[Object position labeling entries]
----
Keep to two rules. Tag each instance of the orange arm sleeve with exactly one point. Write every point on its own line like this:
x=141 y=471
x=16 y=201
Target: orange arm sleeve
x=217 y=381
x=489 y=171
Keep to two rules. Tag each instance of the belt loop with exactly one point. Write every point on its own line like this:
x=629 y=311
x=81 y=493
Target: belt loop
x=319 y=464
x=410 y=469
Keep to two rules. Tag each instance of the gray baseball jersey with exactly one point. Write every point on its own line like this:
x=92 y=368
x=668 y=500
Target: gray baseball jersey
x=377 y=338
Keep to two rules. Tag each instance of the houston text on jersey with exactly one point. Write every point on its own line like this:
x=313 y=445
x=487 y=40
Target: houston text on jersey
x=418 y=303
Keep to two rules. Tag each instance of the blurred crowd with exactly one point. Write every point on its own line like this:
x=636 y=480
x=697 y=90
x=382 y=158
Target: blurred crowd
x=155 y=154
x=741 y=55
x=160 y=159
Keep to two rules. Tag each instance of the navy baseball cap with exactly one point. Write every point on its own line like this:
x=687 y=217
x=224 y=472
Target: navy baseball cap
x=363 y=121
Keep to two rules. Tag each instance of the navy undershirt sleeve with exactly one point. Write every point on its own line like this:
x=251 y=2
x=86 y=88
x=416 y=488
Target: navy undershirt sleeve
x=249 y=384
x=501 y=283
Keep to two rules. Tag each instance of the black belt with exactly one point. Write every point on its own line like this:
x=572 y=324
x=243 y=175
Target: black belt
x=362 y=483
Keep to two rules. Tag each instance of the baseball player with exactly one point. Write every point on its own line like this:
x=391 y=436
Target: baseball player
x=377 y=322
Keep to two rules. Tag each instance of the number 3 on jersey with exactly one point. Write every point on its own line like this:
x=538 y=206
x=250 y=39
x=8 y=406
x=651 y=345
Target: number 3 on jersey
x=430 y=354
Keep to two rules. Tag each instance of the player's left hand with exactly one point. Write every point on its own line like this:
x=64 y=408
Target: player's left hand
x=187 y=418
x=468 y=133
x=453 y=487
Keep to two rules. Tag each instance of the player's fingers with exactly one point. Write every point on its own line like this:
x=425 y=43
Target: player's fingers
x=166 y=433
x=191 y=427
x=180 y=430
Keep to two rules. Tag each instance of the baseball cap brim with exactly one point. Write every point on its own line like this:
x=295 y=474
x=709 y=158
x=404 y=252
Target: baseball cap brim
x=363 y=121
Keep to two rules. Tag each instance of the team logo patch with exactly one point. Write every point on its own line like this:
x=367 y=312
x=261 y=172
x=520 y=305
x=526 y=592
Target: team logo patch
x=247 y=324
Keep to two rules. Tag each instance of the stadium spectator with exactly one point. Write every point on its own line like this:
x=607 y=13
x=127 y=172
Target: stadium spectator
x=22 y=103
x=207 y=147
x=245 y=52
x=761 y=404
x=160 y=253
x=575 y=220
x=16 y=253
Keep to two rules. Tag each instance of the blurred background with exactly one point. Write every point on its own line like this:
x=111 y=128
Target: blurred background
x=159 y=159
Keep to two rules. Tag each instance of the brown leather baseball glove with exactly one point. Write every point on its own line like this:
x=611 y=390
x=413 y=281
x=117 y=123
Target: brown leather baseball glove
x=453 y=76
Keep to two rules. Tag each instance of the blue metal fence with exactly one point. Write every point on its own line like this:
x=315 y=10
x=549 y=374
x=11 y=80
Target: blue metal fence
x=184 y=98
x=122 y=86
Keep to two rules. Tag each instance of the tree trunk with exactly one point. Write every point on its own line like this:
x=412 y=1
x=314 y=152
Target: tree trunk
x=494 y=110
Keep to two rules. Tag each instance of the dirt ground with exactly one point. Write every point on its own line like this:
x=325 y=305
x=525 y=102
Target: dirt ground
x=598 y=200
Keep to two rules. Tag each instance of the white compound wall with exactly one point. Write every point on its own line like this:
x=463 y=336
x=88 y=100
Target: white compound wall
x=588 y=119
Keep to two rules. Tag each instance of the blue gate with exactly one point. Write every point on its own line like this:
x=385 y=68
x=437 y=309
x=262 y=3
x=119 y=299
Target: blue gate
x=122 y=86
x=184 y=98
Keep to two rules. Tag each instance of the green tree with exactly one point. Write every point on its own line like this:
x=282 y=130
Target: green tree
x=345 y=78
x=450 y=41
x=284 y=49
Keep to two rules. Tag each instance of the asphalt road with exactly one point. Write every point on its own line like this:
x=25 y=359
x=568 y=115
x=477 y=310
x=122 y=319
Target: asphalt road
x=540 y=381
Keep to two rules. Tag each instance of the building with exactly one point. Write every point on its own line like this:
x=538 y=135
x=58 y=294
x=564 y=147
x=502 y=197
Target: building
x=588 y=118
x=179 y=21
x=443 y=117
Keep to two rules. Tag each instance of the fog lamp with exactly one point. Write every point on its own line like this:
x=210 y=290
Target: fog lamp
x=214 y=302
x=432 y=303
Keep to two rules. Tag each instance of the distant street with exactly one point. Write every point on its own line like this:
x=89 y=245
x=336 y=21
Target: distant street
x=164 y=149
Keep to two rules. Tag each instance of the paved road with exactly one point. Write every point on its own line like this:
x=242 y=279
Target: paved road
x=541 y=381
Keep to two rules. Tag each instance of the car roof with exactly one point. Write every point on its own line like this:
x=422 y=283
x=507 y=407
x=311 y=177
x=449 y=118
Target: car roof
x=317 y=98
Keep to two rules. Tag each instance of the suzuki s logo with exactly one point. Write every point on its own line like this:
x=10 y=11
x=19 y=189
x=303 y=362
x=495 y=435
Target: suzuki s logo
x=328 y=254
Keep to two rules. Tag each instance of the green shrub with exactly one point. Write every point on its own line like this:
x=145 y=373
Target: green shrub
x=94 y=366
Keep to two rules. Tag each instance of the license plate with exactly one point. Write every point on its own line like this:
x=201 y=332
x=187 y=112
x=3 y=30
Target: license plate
----
## [DIRECTIONS FOR THIS TASK]
Each line of the material should be echoed exactly.

## [TASK OUTPUT]
Keep to two rules. Tag each instance of the orange arm sleeve with exactly one point. Write every point on its own line like this:
x=141 y=471
x=16 y=201
Target: orange arm sleeve
x=217 y=381
x=489 y=171
Keep to two rules. Tag each instance of the belt loop with exactly one point. Write every point on its own line like this:
x=629 y=311
x=81 y=493
Target: belt loop
x=319 y=464
x=410 y=469
Keep to two rules. Tag each instance of the gray baseball jersey with exactly one point. Write every point on its own line like this:
x=92 y=368
x=668 y=500
Target: gray baseball jersey
x=377 y=338
Keep to two rules. Tag each instance of the houston text on jersey with exactly one point. Write every point on its own line like this:
x=313 y=445
x=487 y=40
Target: houston text on jersey
x=418 y=303
Keep to two rules. Tag each instance of the blurred crowd with exactly one point. Write every point on its own line like this:
x=636 y=480
x=697 y=90
x=382 y=158
Target: blurred crowd
x=155 y=154
x=741 y=55
x=160 y=159
Keep to two rules. Tag each instance of the navy baseball cap with exactly one point. Write every point on its own line like this:
x=687 y=217
x=224 y=472
Target: navy baseball cap
x=363 y=121
Keep to two rules. Tag each instance of the navy undershirt sleeve with exactly one point. Write every point on its own line like this:
x=251 y=2
x=86 y=88
x=416 y=488
Target: navy undershirt sleeve
x=249 y=384
x=501 y=283
Keep to two rules. Tag each instance of the black belt with exactly one point. Write every point on its own line like this:
x=572 y=324
x=243 y=175
Target: black belt
x=362 y=483
Keep to two rules. Tag each instance of the baseball player with exactly one point. Write every point on its own line like this:
x=391 y=436
Target: baseball player
x=377 y=322
Keep to two rules. Tag each instance of the number 3 on jersey with exactly one point. Write every point on its own line like this:
x=538 y=206
x=250 y=39
x=8 y=406
x=651 y=345
Target: number 3 on jersey
x=430 y=354
Keep to two rules. Tag each instance of the player's left hand with exactly one point. Write every point on its own line like this:
x=64 y=408
Target: player's left hand
x=187 y=418
x=468 y=133
x=453 y=487
Keep to two rules. Tag each instance of the player's fingers with exactly one point. Write every point on its own line like this:
x=425 y=43
Target: player's fingers
x=166 y=433
x=191 y=427
x=180 y=430
Keep to two rules. Tag each instance of the baseball cap brim with exactly one point. Write every point on its own line like this:
x=295 y=474
x=709 y=158
x=404 y=252
Target: baseball cap brim
x=363 y=121
Keep to two rules. Tag each instance of the team logo patch with exactly one point. Write every point on its own line like this:
x=367 y=312
x=261 y=172
x=520 y=305
x=526 y=592
Target: team logo patch
x=247 y=324
Keep to two rules. Tag each instance of the stadium spectator with exactly one point. Write every point on its own line like this:
x=607 y=13
x=127 y=172
Target: stadium spectator
x=22 y=103
x=207 y=147
x=245 y=52
x=761 y=404
x=160 y=253
x=575 y=220
x=16 y=253
Keep to two rules. Tag each instance of the blurred background with exactly one point. Write every point on its own line like this:
x=111 y=128
Target: blurred background
x=159 y=159
Keep to two rules. Tag each instance of the brown leather baseball glove with exactly one point. Write every point on its own line like this:
x=611 y=390
x=413 y=281
x=117 y=123
Target: brown leather baseball glove
x=453 y=76
Keep to two rules. Tag each instance of the blue metal fence with exactly one point. Write every point on its own line like this:
x=315 y=10
x=549 y=374
x=11 y=80
Target: blue metal fence
x=184 y=98
x=122 y=86
Keep to two rules. Tag each instance of the tree trunk with exactly one point. Write every point on its own line like this:
x=412 y=1
x=314 y=152
Target: tree trunk
x=494 y=110
Keep to two rules. Tag each instance of the dirt ground with exactly one point. Write every point on its own line like this:
x=325 y=305
x=525 y=102
Target: dirt ground
x=598 y=200
Keep to two rules. Tag each instance of the white compound wall with exactly one point. Write every point on its own line like this:
x=463 y=336
x=88 y=100
Target: white compound wall
x=588 y=119
Keep to two rules. Tag each instance of the blue gate with exactly one point. Write every point on its own line like this:
x=385 y=68
x=437 y=309
x=262 y=3
x=119 y=299
Target: blue gate
x=122 y=86
x=184 y=98
Keep to two rules. Tag each instance of the green tree with exactly one point. Write every point on its own line like this:
x=282 y=130
Target: green tree
x=345 y=78
x=450 y=41
x=284 y=49
Keep to two rules. Tag each instance of the asphalt road with exactly one point. Write every point on its own line like this:
x=25 y=359
x=568 y=115
x=477 y=310
x=122 y=319
Target: asphalt road
x=540 y=381
Keep to two rules. Tag each instance of the building with exactly one point. Write every point on its own line like this:
x=538 y=135
x=58 y=294
x=564 y=147
x=502 y=197
Target: building
x=588 y=118
x=179 y=21
x=443 y=117
Keep to two rules. Tag each instance of the fog lamp with exactly one point. Write every point on its own line like this:
x=210 y=290
Target: fog lamp
x=214 y=302
x=432 y=303
Keep to two rules. Tag each instance of the distant street with exactly one point. Write every point on its own line like this:
x=89 y=245
x=336 y=21
Target: distant street
x=164 y=149
Keep to two rules. Tag each instance of the paved road with exactly one point. Write every point on its own line like this:
x=242 y=279
Target: paved road
x=541 y=381
Keep to two rules. Tag each instance of the car roof with exactly one point. Write every point on its own line like this:
x=422 y=283
x=507 y=407
x=311 y=177
x=449 y=118
Target: car roof
x=317 y=98
Keep to two rules. Tag each instance of the suzuki s logo with exactly one point. Write every point on its own line like this:
x=10 y=11
x=19 y=189
x=303 y=362
x=495 y=435
Target: suzuki s logo
x=328 y=254
Keep to two rules. Tag each instance of the green shrub with exactly one point. Write every point on its own line like this:
x=145 y=373
Target: green shrub
x=94 y=366
Keep to two rules. Tag each instance of the license plate with exactly one point. Write every point on its own line like this:
x=201 y=332
x=187 y=112
x=3 y=30
Target: license plate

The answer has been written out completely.